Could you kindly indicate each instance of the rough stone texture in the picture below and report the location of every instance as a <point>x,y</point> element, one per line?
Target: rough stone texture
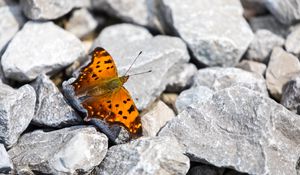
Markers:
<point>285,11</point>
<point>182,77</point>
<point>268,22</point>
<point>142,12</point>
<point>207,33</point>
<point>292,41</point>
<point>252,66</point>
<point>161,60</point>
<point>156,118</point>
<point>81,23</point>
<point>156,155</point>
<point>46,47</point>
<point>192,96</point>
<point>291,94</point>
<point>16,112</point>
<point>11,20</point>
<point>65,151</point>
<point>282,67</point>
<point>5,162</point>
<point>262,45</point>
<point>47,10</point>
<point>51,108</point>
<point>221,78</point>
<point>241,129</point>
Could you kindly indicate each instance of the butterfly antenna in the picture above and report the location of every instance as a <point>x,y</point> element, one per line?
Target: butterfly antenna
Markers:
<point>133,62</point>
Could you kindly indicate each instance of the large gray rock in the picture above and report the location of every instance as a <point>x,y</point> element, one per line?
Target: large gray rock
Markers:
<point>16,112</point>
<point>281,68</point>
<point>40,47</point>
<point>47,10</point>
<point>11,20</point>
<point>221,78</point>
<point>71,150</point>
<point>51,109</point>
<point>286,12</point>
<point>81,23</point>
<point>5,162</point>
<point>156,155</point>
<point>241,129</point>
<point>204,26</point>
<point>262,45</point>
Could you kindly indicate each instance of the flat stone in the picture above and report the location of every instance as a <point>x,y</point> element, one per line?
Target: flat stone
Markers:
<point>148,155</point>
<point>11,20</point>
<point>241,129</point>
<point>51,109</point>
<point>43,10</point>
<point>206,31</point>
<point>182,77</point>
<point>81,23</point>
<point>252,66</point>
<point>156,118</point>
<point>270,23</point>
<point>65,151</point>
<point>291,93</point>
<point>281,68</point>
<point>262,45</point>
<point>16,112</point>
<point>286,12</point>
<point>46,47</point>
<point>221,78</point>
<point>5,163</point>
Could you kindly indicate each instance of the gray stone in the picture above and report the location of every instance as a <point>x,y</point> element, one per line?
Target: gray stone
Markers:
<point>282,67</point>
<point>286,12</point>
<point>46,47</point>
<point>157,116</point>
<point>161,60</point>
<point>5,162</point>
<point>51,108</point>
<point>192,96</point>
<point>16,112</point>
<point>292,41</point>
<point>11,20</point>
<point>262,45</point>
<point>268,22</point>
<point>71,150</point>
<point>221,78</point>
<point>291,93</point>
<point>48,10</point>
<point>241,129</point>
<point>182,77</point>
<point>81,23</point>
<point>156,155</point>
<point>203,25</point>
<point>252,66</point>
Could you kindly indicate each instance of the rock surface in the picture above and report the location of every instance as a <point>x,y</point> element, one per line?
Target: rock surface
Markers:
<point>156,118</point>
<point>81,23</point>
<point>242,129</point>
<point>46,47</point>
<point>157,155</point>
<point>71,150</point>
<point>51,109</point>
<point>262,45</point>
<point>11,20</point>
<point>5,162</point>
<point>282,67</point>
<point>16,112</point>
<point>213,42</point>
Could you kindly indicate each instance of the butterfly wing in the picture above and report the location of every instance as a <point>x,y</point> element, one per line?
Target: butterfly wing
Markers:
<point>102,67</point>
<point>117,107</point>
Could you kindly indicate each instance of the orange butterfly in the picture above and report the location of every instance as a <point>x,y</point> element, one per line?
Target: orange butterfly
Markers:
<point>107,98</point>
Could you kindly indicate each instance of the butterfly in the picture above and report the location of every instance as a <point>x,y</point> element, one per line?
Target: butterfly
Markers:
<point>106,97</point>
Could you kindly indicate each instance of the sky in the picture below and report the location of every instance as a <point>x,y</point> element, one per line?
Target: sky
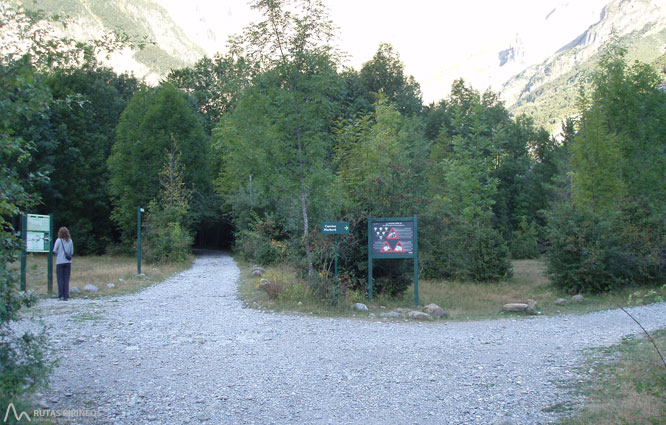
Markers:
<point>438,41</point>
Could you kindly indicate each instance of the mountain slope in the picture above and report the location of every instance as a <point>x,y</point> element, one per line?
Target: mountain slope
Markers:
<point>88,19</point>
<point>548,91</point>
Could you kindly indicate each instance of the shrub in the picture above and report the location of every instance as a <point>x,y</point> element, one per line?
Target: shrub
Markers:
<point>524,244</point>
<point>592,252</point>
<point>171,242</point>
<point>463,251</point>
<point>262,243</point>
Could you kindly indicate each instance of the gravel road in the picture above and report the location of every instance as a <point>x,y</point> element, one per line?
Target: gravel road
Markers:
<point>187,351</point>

GOAL →
Turn all of the data above into a Markdown table with two columns, Row and Data line. Number each line in the Row column, skip blank lines, and leave the pictures out.

WRITTEN ANSWER →
| Row | Data line |
|---|---|
| 1 | Could you kindly indicate each instance of the rough stone texture in the picture below and report the location of every instance as a <point>x,y</point> element, one per line? |
| 2 | Target: rough stone texture |
| 3 | Markers: |
| 4 | <point>285,11</point> |
| 5 | <point>182,77</point> |
| 6 | <point>268,22</point> |
| 7 | <point>142,12</point> |
| 8 | <point>207,33</point> |
| 9 | <point>292,41</point> |
| 10 | <point>252,66</point> |
| 11 | <point>161,60</point> |
| 12 | <point>156,118</point> |
| 13 | <point>81,23</point> |
| 14 | <point>156,155</point> |
| 15 | <point>46,47</point> |
| 16 | <point>192,96</point> |
| 17 | <point>291,94</point> |
| 18 | <point>16,112</point> |
| 19 | <point>11,20</point> |
| 20 | <point>65,151</point> |
| 21 | <point>282,67</point> |
| 22 | <point>5,162</point> |
| 23 | <point>262,45</point> |
| 24 | <point>47,10</point> |
| 25 | <point>51,108</point> |
| 26 | <point>221,78</point> |
| 27 | <point>241,129</point> |
| 28 | Could you kindly indicate each instance of the butterfly antenna in the picture above and report the location of every instance as a <point>x,y</point> element, one per line? |
| 29 | Target: butterfly antenna |
| 30 | Markers: |
| 31 | <point>133,62</point> |
| 32 | Could you kindly indicate each instance of the large gray rock in the picture above and report the location of every instance as a <point>x,y</point> element, one per line? |
| 33 | Target: large gray rock |
| 34 | Markers: |
| 35 | <point>16,112</point> |
| 36 | <point>281,68</point> |
| 37 | <point>40,47</point> |
| 38 | <point>47,10</point> |
| 39 | <point>11,20</point> |
| 40 | <point>221,78</point> |
| 41 | <point>71,150</point> |
| 42 | <point>51,109</point> |
| 43 | <point>286,12</point> |
| 44 | <point>81,23</point> |
| 45 | <point>5,162</point> |
| 46 | <point>156,155</point> |
| 47 | <point>241,129</point> |
| 48 | <point>204,26</point> |
| 49 | <point>262,45</point> |
| 50 | Could you kindly indicate each instance of the flat stone in the picture above and report the location of every instance as a <point>x,y</point> element, one per line? |
| 51 | Target: flat stone |
| 52 | Markers: |
| 53 | <point>148,155</point> |
| 54 | <point>11,20</point> |
| 55 | <point>241,129</point> |
| 56 | <point>51,109</point> |
| 57 | <point>43,10</point> |
| 58 | <point>206,31</point> |
| 59 | <point>182,77</point> |
| 60 | <point>81,23</point> |
| 61 | <point>252,66</point> |
| 62 | <point>156,118</point> |
| 63 | <point>270,23</point> |
| 64 | <point>65,151</point> |
| 65 | <point>291,93</point> |
| 66 | <point>281,68</point> |
| 67 | <point>262,45</point> |
| 68 | <point>16,112</point> |
| 69 | <point>286,12</point> |
| 70 | <point>46,47</point> |
| 71 | <point>221,78</point> |
| 72 | <point>5,163</point> |
| 73 | Could you kindly indicate each instance of the gray stone in the picture above and report the location of every instance as a <point>x,y</point> element, one per line? |
| 74 | Target: gray stone |
| 75 | Markers: |
| 76 | <point>282,67</point> |
| 77 | <point>286,12</point> |
| 78 | <point>46,47</point> |
| 79 | <point>157,116</point> |
| 80 | <point>161,60</point> |
| 81 | <point>5,162</point> |
| 82 | <point>51,108</point> |
| 83 | <point>192,96</point> |
| 84 | <point>16,112</point> |
| 85 | <point>292,41</point> |
| 86 | <point>11,20</point> |
| 87 | <point>262,45</point> |
| 88 | <point>268,22</point> |
| 89 | <point>71,150</point> |
| 90 | <point>221,78</point> |
| 91 | <point>291,93</point> |
| 92 | <point>48,10</point> |
| 93 | <point>241,129</point> |
| 94 | <point>182,77</point> |
| 95 | <point>81,23</point> |
| 96 | <point>156,155</point> |
| 97 | <point>203,25</point> |
| 98 | <point>252,66</point> |
| 99 | Could you kindly indicate each instance of the rock surface in the picture above and report the location of every instance as a <point>x,y</point> element, one per line? |
| 100 | Target: rock surface |
| 101 | Markers: |
| 102 | <point>156,118</point> |
| 103 | <point>81,23</point> |
| 104 | <point>242,129</point> |
| 105 | <point>46,47</point> |
| 106 | <point>157,155</point> |
| 107 | <point>71,150</point> |
| 108 | <point>51,109</point> |
| 109 | <point>262,45</point> |
| 110 | <point>11,20</point> |
| 111 | <point>5,162</point> |
| 112 | <point>282,67</point> |
| 113 | <point>16,112</point> |
| 114 | <point>213,42</point> |
| 115 | Could you kindly indicate each instance of the butterfly wing in the picture above and report the location of every instance as a <point>x,y</point> element, one per line? |
| 116 | Target: butterfly wing |
| 117 | Markers: |
| 118 | <point>102,67</point> |
| 119 | <point>117,107</point> |
| 120 | Could you kindly indicate each instance of the orange butterfly in the picture above and report the location of every instance as a <point>x,y</point> element, one per line? |
| 121 | Target: orange butterfly |
| 122 | Markers: |
| 123 | <point>107,98</point> |
| 124 | Could you kindly indicate each instance of the butterfly in the picture above and report the location of every instance as a <point>x,y</point> element, one per line? |
| 125 | Target: butterfly |
| 126 | Markers: |
| 127 | <point>106,97</point> |
| 128 | Could you kindly indicate each instance of the sky in the picture below and report the location of every instance as a <point>x,y</point> element, one per line? |
| 129 | Target: sky |
| 130 | Markers: |
| 131 | <point>438,41</point> |
| 132 | Could you kindly indicate each instance of the mountain slope in the picture above and report the location of every instance as a <point>x,y</point> element, one per line? |
| 133 | Target: mountain slope |
| 134 | Markers: |
| 135 | <point>88,19</point> |
| 136 | <point>548,91</point> |
| 137 | Could you kindly indicate each instance of the shrub in the picture above and report the location of every instance as a <point>x,y</point> element, one per line? |
| 138 | Target: shrub |
| 139 | Markers: |
| 140 | <point>524,244</point> |
| 141 | <point>592,252</point> |
| 142 | <point>171,242</point> |
| 143 | <point>463,251</point> |
| 144 | <point>262,243</point> |
| 145 | Could you kindly indicate each instance of the gravel road in the picture above and report the location of every instance as a <point>x,y</point> element, one per line? |
| 146 | Target: gravel road |
| 147 | Markers: |
| 148 | <point>187,351</point> |